[Исходный текст]
────────

Отношения Федора Михайловича с его будущей женой получили сразу какой-то неправильный и взаимно мучительный характер. Она приняла в нем горячее участие, свидетельствует Врангель, «приласкала его, не думаю, чтобы глубоко оценила его, скорее пожалела несчастного, забитого судьбою человека. Возможно, что даже привязалась к нему, влюблена в него ничуть не была. Она знала, что у него нервная болезнь, что у него нужда в средствах крайняя, да и человек он «без будущности», говорила она. Федор же Михайлович чувство жалости и сострадания принял за взаимную любовь и влюбился в нее со всем пылом молодости».
Уже в первую пору их близости Достоевский испытывает приступы необычайной ревности к своей новой подруге. Отсюда же сомнения в любви к нему Марии Дмитриевны, что особенно сказалось в момент их разлуки.
После двухлетней отставки и почти нищеты Исаев получил, наконец, новую должность заседателя по корчемной части (то есть по управлению трактирами), что даже было «очень унизительно», замечает Достоевский. К тому же предстоял переезд в страшную глушь, за 700 верст, в дикий сибирский городишко Кузнецк Томской губернии. «Но что было делать! Почти не было куска хлеба».
Пришлось все распродать, уплатить неотложные долги, занять денег на дорогу, пуститься в дальний путь не в кибитке, а в телеге.
Отчаяние Достоевского, по рассказу Врангеля, было беспредельно; он ходил как помешанный; при мысли о разлуке с Марией Дмитриевной ему казалось, что все для него в жизни пропало. И ведь она согласна, не противоречит. Вот что возмутительно!» — горько твердил он.
Уехали в конце мая вечером. «Сцену разлуки я никогда не забуду — Достоевский рыдал навзрыд, как ребенок».
Друзья решили провожать Исаевых лесной дорогой. Стояла чудная майская ночь. Врангель напоил Исаева шампанским и усадил в свой экипаж, где тот и уснул непробудным сном. Достоевский пересел к Марии Дмитриевне. Долго мчались сосновым бором, пронизанным светом… Наконец остановились, распрощались. Дернули лошади, еле стала видна повозка, замирал колокольчик — «а Достоевский все стоит как вкопанный, безмолвный, склонив голову, слезы катятся по щекам… Мы вернулись к себе на рассвете».

────────

[Строки, выбранные из коллекции]
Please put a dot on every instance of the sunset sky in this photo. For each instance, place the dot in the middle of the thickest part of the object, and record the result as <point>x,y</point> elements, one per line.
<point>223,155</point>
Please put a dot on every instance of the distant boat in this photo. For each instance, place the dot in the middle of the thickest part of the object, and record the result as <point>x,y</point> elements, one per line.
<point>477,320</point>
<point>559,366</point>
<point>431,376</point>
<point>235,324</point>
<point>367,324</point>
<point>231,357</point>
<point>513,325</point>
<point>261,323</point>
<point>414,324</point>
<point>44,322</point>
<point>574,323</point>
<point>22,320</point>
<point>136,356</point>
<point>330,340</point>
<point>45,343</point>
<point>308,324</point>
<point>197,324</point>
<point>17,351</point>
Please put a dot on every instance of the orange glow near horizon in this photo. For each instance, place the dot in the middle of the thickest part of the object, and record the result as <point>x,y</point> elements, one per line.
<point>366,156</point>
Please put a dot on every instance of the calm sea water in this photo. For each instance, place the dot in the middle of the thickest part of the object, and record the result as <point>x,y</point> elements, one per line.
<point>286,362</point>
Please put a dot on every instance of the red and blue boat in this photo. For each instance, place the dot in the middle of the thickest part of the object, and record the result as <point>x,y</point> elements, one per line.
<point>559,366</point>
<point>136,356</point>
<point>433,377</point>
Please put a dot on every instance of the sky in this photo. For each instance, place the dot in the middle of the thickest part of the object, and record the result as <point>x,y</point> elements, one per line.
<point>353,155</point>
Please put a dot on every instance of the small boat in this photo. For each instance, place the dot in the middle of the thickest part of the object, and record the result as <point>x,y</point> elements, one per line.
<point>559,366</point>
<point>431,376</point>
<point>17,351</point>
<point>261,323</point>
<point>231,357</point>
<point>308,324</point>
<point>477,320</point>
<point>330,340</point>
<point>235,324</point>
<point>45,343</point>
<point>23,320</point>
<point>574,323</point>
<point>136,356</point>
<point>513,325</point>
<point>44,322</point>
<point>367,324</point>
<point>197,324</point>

────────

[Ваша задача] Выпишите без изменений фрагмент текста об отношениях Достоевского и Марии Дмитриевны: всё от слов «Пришлось все распродать, уплатить» вниз до слов «горько твердил он.» включительно.

[Решение задачи]
Пришлось все распродать, уплатить неотложные долги, занять денег на дорогу, пуститься в дальний путь не в кибитке, а в телеге.
Отчаяние Достоевского, по рассказу Врангеля, было беспредельно; он ходил как помешанный; при мысли о разлуке с Марией Дмитриевной ему казалось, что все для него в жизни пропало. И ведь она согласна, не противоречит. Вот что возмутительно!» — горько твердил он.